Brano proposto =>
○ ○ ○ ○
Giovanni Previtali, [Per lo studio critico delle fonti di storia dell’arte] (1976)

English Version

Giovanni Previtali
[Per lo studio critico delle fonti di storia dell’arte]


Estratto da:
Giovan Pietro Bellori
Le Vite de’ Pittori scultori e architetti moderni
A cura di Evelina Borea
Introduzione di Giovanni Previtali
Torino, Einaudi editore (I Millenni), 1976



Giovanni Previtali nella Collegiata di Casole d'Elsa il 3 dicembre 1983
Fonte: http://www3.unisi.it/v0/minisito2.html?fld=2200

Premessa (di Giovanni Mazzaferro)

Nel 1976 la casa editrice Einaudi pubblicava Le vite de’ pittori scultori e architetti moderni di Giovan Pietro Bellori, a cura di Evelina Borea e con introduzione di Giovanni Previtali. Ho riletto l’introduzione qualche giorno fa e l’ho riscoperta straordinariamente ‘moderna’, non solo per gli aspetti dedicati all’analisi dell’opera, ma anche da un punto di vista scientifico-metodologico. Previtali si chiedeva innanzi tutto (una domanda ovviamente retorica) come potesse essere passato tanto tempo (le Vite erano del 1672) prima che uscisse un’edizione critica del testo belloriano. Notava che la riscoperta dei testi fondamentali del barocco italiano aveva portato alla pubblicazione di numerose ristampe anastatiche; ma operava una netta distinzione fra queste ultime e le edizioni critiche. La preferenza era da accordarsi senza dubbio alcuno alle edizioni critiche, ad edizioni cioè che fossero annotate e commentate e che permettessero al lettore di comprendere il contesto.




A quarant’anni di distanza la necessità di approntare edizioni critiche corrette delle principali fonti della letteratura artistica si scontra non più con le ristampe anastatiche ma con l’accessibilità delle medesime su Internet. Intendiamoci: nessuno vuol dire che Internet non abbia permesso allo studioso di attingere agli originali con una facilità insperata ai tempi di Previtali. Ciò di cui siamo ancora convinti è che (esattamente come nel 1976) un originale rintracciato in rete, senza apparati critici, si presti agli stessi pericoli delle ristampe anastatiche.

Abbiamo chiesto il permesso alla Casa editrice Einaudi di poter trascrivere e riproporre le pagine (dalla IX alla XII) dedicate da Previtali a sostenere la necessità di approntare moderne edizioni critiche delle fonti. Abbiamo attribuito loro un titolo di fantasia che fosse però fedele alla sostanza del pensiero dell’autore. Le riproponiamo qui di seguito, sperando che siano gradite. I diritti di riproduzione spettano interamente all’editore, che si ringrazia.
○ ○ ○ ○
Dati forniti =>
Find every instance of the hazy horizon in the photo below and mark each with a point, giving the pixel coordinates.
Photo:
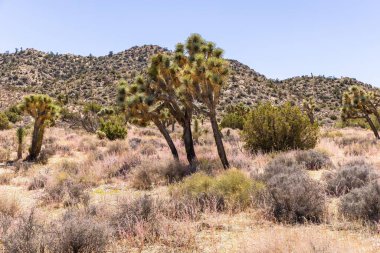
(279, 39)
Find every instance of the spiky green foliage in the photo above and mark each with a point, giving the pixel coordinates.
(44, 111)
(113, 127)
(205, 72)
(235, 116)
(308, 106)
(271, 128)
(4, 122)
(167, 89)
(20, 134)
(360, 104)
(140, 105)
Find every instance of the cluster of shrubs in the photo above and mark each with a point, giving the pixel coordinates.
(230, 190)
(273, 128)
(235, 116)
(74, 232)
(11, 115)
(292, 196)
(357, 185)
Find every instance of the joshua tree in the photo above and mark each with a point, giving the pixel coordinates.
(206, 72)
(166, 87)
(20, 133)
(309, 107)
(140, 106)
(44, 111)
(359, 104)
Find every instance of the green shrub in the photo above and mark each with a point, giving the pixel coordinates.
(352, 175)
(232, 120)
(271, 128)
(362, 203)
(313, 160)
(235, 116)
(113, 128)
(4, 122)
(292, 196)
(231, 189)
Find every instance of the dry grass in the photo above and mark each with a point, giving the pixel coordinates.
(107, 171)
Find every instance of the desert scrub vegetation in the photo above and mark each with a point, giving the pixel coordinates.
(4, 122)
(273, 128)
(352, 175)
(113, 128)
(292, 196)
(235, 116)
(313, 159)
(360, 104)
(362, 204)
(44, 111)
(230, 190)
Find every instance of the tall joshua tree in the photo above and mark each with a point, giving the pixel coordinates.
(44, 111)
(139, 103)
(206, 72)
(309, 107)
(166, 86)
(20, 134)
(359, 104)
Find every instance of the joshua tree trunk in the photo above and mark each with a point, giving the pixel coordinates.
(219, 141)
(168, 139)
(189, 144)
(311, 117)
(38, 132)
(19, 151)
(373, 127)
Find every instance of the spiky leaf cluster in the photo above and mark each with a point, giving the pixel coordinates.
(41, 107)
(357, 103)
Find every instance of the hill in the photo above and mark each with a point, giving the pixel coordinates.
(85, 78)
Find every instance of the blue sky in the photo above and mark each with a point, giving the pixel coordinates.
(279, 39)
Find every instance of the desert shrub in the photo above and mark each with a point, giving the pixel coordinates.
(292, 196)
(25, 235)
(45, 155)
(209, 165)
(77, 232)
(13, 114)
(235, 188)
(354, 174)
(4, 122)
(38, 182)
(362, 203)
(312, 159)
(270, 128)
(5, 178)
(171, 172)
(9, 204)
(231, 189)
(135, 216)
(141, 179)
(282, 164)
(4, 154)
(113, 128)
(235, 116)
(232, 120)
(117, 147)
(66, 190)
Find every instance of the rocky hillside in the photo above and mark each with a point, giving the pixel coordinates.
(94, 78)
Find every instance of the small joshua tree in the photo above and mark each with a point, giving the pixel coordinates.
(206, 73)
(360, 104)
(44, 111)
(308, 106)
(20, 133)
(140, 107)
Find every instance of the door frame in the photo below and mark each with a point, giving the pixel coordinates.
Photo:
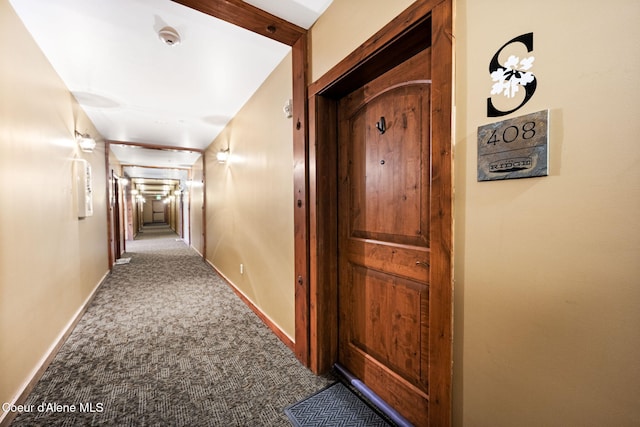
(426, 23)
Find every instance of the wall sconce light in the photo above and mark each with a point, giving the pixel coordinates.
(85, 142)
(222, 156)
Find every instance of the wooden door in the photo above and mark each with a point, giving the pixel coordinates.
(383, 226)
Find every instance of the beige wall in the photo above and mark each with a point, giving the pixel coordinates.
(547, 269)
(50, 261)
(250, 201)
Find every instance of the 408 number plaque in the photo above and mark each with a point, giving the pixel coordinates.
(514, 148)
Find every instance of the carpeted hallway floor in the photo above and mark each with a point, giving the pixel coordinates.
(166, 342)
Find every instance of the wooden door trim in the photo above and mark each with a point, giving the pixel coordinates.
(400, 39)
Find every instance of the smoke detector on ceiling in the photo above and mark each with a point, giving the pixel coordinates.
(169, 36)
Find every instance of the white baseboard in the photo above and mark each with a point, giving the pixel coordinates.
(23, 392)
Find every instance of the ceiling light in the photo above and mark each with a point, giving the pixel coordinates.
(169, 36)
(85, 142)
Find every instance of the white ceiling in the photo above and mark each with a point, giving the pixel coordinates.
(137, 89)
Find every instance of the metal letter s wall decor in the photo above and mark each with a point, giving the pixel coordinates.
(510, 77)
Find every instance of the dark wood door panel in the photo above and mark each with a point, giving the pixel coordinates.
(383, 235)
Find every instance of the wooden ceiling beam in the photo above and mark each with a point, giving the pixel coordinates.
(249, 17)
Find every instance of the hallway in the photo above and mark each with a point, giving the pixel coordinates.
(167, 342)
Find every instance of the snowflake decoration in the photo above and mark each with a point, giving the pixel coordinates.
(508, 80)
○ ○ ○ ○
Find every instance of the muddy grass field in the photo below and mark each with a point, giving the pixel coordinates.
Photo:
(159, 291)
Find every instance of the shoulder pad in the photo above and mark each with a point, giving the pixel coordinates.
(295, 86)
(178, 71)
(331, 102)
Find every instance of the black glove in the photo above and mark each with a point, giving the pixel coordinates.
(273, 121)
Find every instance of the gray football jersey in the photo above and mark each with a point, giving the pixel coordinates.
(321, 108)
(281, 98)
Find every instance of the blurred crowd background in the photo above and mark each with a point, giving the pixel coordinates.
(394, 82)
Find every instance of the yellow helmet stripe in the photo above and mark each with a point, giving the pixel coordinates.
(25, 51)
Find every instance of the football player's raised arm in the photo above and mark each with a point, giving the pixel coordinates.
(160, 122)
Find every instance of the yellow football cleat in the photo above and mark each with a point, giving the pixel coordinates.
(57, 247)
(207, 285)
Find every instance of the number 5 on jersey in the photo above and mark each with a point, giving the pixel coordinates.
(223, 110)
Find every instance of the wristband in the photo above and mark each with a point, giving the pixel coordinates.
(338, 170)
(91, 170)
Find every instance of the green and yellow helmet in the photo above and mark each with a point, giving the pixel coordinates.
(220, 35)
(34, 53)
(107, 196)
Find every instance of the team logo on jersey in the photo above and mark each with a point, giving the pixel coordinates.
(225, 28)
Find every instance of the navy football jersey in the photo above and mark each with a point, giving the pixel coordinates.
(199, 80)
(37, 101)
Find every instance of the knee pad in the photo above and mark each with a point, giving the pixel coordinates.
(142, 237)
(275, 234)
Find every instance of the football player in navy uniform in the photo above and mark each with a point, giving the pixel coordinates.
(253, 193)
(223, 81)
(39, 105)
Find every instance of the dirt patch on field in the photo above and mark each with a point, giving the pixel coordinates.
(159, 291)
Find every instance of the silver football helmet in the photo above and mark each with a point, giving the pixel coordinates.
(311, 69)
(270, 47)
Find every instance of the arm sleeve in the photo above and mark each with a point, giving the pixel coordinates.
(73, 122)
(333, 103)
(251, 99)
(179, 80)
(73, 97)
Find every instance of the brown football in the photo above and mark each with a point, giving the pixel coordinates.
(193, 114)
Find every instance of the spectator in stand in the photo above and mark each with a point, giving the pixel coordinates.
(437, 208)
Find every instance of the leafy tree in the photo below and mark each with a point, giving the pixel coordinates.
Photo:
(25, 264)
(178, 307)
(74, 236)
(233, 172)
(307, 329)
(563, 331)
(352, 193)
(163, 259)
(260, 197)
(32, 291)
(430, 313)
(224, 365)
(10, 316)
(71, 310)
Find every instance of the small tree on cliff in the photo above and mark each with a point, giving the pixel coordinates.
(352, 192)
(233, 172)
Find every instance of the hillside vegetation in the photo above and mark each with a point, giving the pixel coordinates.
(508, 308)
○ ○ ○ ○
Compiti da svolgere =>
**1.** Rispondi alle seguenti domande sulla premessa all'introduzione di Previtali:
(a) In che anno erano uscite le Vite di Bellori?
(b) Quali pagine dell'introduzione sono state trascritte?
(c) A chi spettano i diritti di riproduzione?
**2.** Riscrivi la premessa all'introduzione di Previtali a partire da "Abbiamo chiesto il" e fino a "che si ringrazia.", sostituendo "permesso" con "consenso".
**3.** Prosegui la premessa all'introduzione di Previtali dopo la sua ultima frase.

Risultati dell'esercizio =>
**1.**
(a) Nel 1672.
(b) Le pagine dalla IX alla XII.
(c) Spettano interamente all'editore.

**2.**
Abbiamo chiesto il consenso alla Casa editrice Einaudi di poter trascrivere e riproporre le pagine (dalla IX alla XII) dedicate da Previtali a sostenere la necessità di approntare moderne edizioni critiche delle fonti. Abbiamo attribuito loro un titolo di fantasia che fosse però fedele alla sostanza del pensiero dell’autore. Le riproponiamo qui di seguito, sperando che siano gradite. I diritti di riproduzione spettano interamente all’editore, che si ringrazia.

**3.**
Giovanni Previtali
Introduzione alle Vite del Bellori: pp. IX-XII
(copyright Einaudi editore)

Una edizione moderna dell’opera principale di chi è generalmente giudicato il «più importante storiografo dell’arte non solo di Roma ma di tutta Italia, anzi dell’Europa, nel Seicento» (Schlosser) [n.d.r. ovvero Bellori], «il più grande studioso dell’arte e archeologo del suo tempo» (Panofsky) [1] non ha bisogno di particolari giustificazioni; sembrerebbe casomai che ci si dovesse chiedere, al contrario, come mai la nostra cultura storico-artistica, ricca di così gloriose tradizioni e tanto prodiga, da qualche tempo, di saggi metodologicamente «aggiornati», abbia dovuto attendere il terzo centenario della editio princeps delle Vite (1672-1972) per assolvere a questo elementare dovere verso uno dei propri illustri antenati; e se non sia questo un segno di più della sua sostanziale fragilità ed incapacità non solo di tenere le proprie posizioni nel dibattito delle idee ma perfino di far fronte con le proprie forze alle richieste del pubblico, della scuola, del mercato librario.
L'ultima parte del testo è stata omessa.